%%
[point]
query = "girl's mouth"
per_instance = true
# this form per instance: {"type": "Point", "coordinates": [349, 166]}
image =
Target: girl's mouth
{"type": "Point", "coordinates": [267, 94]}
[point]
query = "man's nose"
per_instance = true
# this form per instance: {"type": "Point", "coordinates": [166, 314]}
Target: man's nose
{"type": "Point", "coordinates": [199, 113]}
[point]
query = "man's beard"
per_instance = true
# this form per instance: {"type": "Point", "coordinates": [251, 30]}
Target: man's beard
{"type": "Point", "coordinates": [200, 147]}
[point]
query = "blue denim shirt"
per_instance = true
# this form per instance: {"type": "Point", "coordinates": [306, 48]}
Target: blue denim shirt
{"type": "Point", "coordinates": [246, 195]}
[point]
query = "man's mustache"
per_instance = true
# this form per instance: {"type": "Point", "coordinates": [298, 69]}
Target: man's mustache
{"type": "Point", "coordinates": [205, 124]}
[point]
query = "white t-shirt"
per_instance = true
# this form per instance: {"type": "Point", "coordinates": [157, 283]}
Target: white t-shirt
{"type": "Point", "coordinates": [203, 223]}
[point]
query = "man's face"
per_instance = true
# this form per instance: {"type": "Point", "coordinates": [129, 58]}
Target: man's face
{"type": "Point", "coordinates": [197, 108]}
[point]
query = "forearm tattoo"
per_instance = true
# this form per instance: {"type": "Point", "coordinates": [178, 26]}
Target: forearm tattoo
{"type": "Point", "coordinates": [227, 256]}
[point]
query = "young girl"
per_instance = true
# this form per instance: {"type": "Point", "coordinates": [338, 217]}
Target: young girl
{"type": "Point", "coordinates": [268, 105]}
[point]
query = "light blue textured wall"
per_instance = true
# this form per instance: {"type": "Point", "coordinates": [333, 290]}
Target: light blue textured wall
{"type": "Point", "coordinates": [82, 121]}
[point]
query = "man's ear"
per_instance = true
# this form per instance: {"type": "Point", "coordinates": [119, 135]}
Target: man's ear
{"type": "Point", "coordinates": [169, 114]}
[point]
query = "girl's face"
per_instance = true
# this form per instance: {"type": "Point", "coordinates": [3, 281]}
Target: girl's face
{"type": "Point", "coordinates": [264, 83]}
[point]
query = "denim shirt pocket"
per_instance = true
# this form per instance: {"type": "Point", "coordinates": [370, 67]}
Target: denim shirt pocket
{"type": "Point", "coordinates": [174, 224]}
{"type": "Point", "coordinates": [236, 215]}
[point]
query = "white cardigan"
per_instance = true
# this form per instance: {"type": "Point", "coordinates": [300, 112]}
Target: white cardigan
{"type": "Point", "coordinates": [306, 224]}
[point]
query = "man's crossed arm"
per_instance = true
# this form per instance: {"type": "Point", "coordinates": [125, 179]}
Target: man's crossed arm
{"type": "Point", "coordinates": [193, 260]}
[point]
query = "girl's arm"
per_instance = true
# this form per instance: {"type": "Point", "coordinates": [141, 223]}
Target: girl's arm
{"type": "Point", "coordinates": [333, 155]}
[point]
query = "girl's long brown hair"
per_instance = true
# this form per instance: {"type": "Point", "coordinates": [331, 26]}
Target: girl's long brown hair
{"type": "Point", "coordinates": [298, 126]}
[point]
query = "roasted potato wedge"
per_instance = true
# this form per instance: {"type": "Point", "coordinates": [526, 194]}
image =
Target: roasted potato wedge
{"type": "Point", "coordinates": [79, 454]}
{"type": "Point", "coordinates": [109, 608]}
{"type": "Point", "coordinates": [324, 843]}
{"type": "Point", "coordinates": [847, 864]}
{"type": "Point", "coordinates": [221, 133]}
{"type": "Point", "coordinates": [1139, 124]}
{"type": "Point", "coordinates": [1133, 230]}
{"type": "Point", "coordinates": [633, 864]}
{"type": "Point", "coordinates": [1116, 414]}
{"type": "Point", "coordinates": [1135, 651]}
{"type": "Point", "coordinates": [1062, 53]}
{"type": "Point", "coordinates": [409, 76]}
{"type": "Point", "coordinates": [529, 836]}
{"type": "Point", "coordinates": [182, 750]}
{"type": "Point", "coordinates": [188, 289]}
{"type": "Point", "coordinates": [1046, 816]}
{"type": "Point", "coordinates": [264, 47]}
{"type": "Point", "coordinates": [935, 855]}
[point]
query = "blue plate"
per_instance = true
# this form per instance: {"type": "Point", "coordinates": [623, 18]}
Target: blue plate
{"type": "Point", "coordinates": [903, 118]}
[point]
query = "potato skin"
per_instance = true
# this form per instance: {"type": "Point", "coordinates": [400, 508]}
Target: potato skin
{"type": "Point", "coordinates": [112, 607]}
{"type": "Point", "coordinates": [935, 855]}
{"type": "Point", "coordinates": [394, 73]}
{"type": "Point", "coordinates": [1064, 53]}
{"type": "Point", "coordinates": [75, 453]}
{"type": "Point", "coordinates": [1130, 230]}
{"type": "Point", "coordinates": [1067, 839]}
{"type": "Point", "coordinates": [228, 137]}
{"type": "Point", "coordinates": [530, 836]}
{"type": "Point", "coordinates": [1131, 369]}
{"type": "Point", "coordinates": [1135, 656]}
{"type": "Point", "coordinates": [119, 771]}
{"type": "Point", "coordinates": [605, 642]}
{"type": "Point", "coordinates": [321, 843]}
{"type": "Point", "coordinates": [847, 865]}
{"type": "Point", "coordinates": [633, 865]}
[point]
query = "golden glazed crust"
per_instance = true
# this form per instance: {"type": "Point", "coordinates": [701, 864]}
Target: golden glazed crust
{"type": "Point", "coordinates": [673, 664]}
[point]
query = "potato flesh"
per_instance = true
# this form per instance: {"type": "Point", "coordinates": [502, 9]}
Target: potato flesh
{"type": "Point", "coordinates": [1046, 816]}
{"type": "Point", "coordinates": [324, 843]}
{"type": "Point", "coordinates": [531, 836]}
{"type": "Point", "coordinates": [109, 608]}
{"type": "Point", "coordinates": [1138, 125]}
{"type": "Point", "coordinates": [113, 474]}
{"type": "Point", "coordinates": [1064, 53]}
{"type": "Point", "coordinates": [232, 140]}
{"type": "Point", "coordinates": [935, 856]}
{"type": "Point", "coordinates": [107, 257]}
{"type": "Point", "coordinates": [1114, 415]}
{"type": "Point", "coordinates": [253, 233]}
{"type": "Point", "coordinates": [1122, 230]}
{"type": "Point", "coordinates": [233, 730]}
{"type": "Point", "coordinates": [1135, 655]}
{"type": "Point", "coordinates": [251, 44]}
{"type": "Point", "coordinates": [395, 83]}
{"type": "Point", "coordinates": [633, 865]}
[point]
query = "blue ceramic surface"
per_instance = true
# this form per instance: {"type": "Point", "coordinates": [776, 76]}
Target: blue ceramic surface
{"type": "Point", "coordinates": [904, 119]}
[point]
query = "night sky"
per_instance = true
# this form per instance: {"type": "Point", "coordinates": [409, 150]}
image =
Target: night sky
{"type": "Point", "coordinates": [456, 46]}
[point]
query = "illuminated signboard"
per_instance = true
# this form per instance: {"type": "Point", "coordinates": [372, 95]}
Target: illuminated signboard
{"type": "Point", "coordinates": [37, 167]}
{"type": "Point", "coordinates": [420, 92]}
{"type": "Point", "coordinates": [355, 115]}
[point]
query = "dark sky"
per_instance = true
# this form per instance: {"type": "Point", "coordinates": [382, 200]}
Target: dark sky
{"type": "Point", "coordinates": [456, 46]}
%%
• **Instructions to follow**:
Every line above should be printed again exactly as it stands.

• **Exercise result**:
[point]
query = "girl's mouth"
per_instance = true
# this form per instance: {"type": "Point", "coordinates": [349, 166]}
image =
Target: girl's mouth
{"type": "Point", "coordinates": [267, 94]}
[point]
query = "man's nose"
per_instance = true
# this form per instance: {"type": "Point", "coordinates": [166, 314]}
Target: man's nose
{"type": "Point", "coordinates": [199, 113]}
[point]
query = "man's beard"
per_instance = true
# this form per instance: {"type": "Point", "coordinates": [251, 30]}
Target: man's beard
{"type": "Point", "coordinates": [200, 147]}
[point]
query = "blue denim shirt"
per_instance = true
# this form per instance: {"type": "Point", "coordinates": [306, 48]}
Target: blue denim shirt
{"type": "Point", "coordinates": [246, 195]}
[point]
query = "man's mustache"
per_instance = true
# this form per instance: {"type": "Point", "coordinates": [298, 69]}
Target: man's mustache
{"type": "Point", "coordinates": [205, 124]}
[point]
query = "white t-shirt"
per_instance = true
# this form per instance: {"type": "Point", "coordinates": [157, 283]}
Target: white t-shirt
{"type": "Point", "coordinates": [203, 223]}
[point]
query = "man's face"
per_instance = true
# this form per instance: {"type": "Point", "coordinates": [129, 58]}
Target: man's face
{"type": "Point", "coordinates": [197, 108]}
[point]
query = "forearm tattoo"
per_instance = true
# this form per instance: {"type": "Point", "coordinates": [178, 26]}
Target: forearm tattoo
{"type": "Point", "coordinates": [227, 256]}
[point]
query = "young girl"
per_instance = true
# this form per instance: {"type": "Point", "coordinates": [338, 217]}
Target: young girl
{"type": "Point", "coordinates": [268, 105]}
[point]
query = "light blue textured wall"
per_instance = true
# this form per instance: {"type": "Point", "coordinates": [333, 290]}
Target: light blue textured wall
{"type": "Point", "coordinates": [82, 121]}
[point]
query = "man's ear"
per_instance = true
# this form per instance: {"type": "Point", "coordinates": [119, 135]}
Target: man's ear
{"type": "Point", "coordinates": [169, 114]}
[point]
query = "girl's face"
per_instance = true
# this form per instance: {"type": "Point", "coordinates": [3, 281]}
Target: girl's face
{"type": "Point", "coordinates": [264, 83]}
[point]
query = "denim shirt pocket"
per_instance = true
# this form per instance: {"type": "Point", "coordinates": [370, 67]}
Target: denim shirt pocket
{"type": "Point", "coordinates": [174, 224]}
{"type": "Point", "coordinates": [236, 215]}
[point]
query = "white cardigan"
per_instance = true
# this form per instance: {"type": "Point", "coordinates": [300, 112]}
Target: white cardigan
{"type": "Point", "coordinates": [306, 224]}
[point]
query = "man's crossed arm"
per_instance = true
# this form per instance: {"type": "Point", "coordinates": [125, 179]}
Target: man's crossed arm
{"type": "Point", "coordinates": [193, 260]}
[point]
query = "girl's arm"
per_instance = true
# this form per instance: {"type": "Point", "coordinates": [141, 223]}
Target: girl's arm
{"type": "Point", "coordinates": [333, 155]}
[point]
query = "girl's long brown hair"
per_instance = true
# this form per instance: {"type": "Point", "coordinates": [331, 26]}
Target: girl's long brown hair
{"type": "Point", "coordinates": [298, 126]}
[point]
query = "roasted potato wedge"
per_instance = true
# this form per instance: {"type": "Point", "coordinates": [526, 194]}
image =
Target: roasted potato wedge
{"type": "Point", "coordinates": [79, 454]}
{"type": "Point", "coordinates": [109, 608]}
{"type": "Point", "coordinates": [324, 843]}
{"type": "Point", "coordinates": [847, 864]}
{"type": "Point", "coordinates": [221, 133]}
{"type": "Point", "coordinates": [1139, 124]}
{"type": "Point", "coordinates": [1133, 230]}
{"type": "Point", "coordinates": [633, 864]}
{"type": "Point", "coordinates": [1116, 414]}
{"type": "Point", "coordinates": [1135, 651]}
{"type": "Point", "coordinates": [1062, 53]}
{"type": "Point", "coordinates": [409, 76]}
{"type": "Point", "coordinates": [529, 836]}
{"type": "Point", "coordinates": [182, 750]}
{"type": "Point", "coordinates": [188, 289]}
{"type": "Point", "coordinates": [1046, 816]}
{"type": "Point", "coordinates": [264, 47]}
{"type": "Point", "coordinates": [935, 855]}
[point]
query = "blue plate"
per_instance = true
# this form per instance: {"type": "Point", "coordinates": [623, 18]}
Target: blue plate
{"type": "Point", "coordinates": [903, 118]}
[point]
query = "potato skin"
per_instance = true
# this form per instance: {"type": "Point", "coordinates": [400, 508]}
Target: potato skin
{"type": "Point", "coordinates": [112, 607]}
{"type": "Point", "coordinates": [935, 855]}
{"type": "Point", "coordinates": [394, 73]}
{"type": "Point", "coordinates": [1064, 53]}
{"type": "Point", "coordinates": [75, 453]}
{"type": "Point", "coordinates": [1130, 230]}
{"type": "Point", "coordinates": [1067, 839]}
{"type": "Point", "coordinates": [228, 137]}
{"type": "Point", "coordinates": [530, 836]}
{"type": "Point", "coordinates": [1131, 369]}
{"type": "Point", "coordinates": [1135, 656]}
{"type": "Point", "coordinates": [119, 771]}
{"type": "Point", "coordinates": [605, 642]}
{"type": "Point", "coordinates": [321, 843]}
{"type": "Point", "coordinates": [847, 865]}
{"type": "Point", "coordinates": [633, 865]}
[point]
query = "golden glazed crust"
per_instance = true
# this form per instance: {"type": "Point", "coordinates": [701, 864]}
Target: golden glazed crust
{"type": "Point", "coordinates": [673, 664]}
[point]
query = "potato flesh"
per_instance = true
# this form per instance: {"type": "Point", "coordinates": [502, 9]}
Target: potato flesh
{"type": "Point", "coordinates": [1046, 816]}
{"type": "Point", "coordinates": [324, 843]}
{"type": "Point", "coordinates": [531, 836]}
{"type": "Point", "coordinates": [109, 608]}
{"type": "Point", "coordinates": [1138, 125]}
{"type": "Point", "coordinates": [113, 474]}
{"type": "Point", "coordinates": [1064, 53]}
{"type": "Point", "coordinates": [232, 140]}
{"type": "Point", "coordinates": [935, 856]}
{"type": "Point", "coordinates": [107, 257]}
{"type": "Point", "coordinates": [1114, 415]}
{"type": "Point", "coordinates": [253, 233]}
{"type": "Point", "coordinates": [1122, 230]}
{"type": "Point", "coordinates": [233, 730]}
{"type": "Point", "coordinates": [1135, 655]}
{"type": "Point", "coordinates": [251, 44]}
{"type": "Point", "coordinates": [395, 83]}
{"type": "Point", "coordinates": [633, 865]}
[point]
query = "blue ceramic surface"
per_instance = true
# this form per instance: {"type": "Point", "coordinates": [776, 76]}
Target: blue ceramic surface
{"type": "Point", "coordinates": [904, 119]}
[point]
query = "night sky"
per_instance = true
# this form per instance: {"type": "Point", "coordinates": [409, 150]}
image =
Target: night sky
{"type": "Point", "coordinates": [456, 46]}
[point]
query = "illuminated signboard"
per_instance = true
# this form per instance: {"type": "Point", "coordinates": [372, 95]}
Target: illuminated signboard
{"type": "Point", "coordinates": [37, 167]}
{"type": "Point", "coordinates": [420, 92]}
{"type": "Point", "coordinates": [355, 115]}
[point]
query = "dark sky"
per_instance = true
# this form per instance: {"type": "Point", "coordinates": [382, 200]}
Target: dark sky
{"type": "Point", "coordinates": [456, 46]}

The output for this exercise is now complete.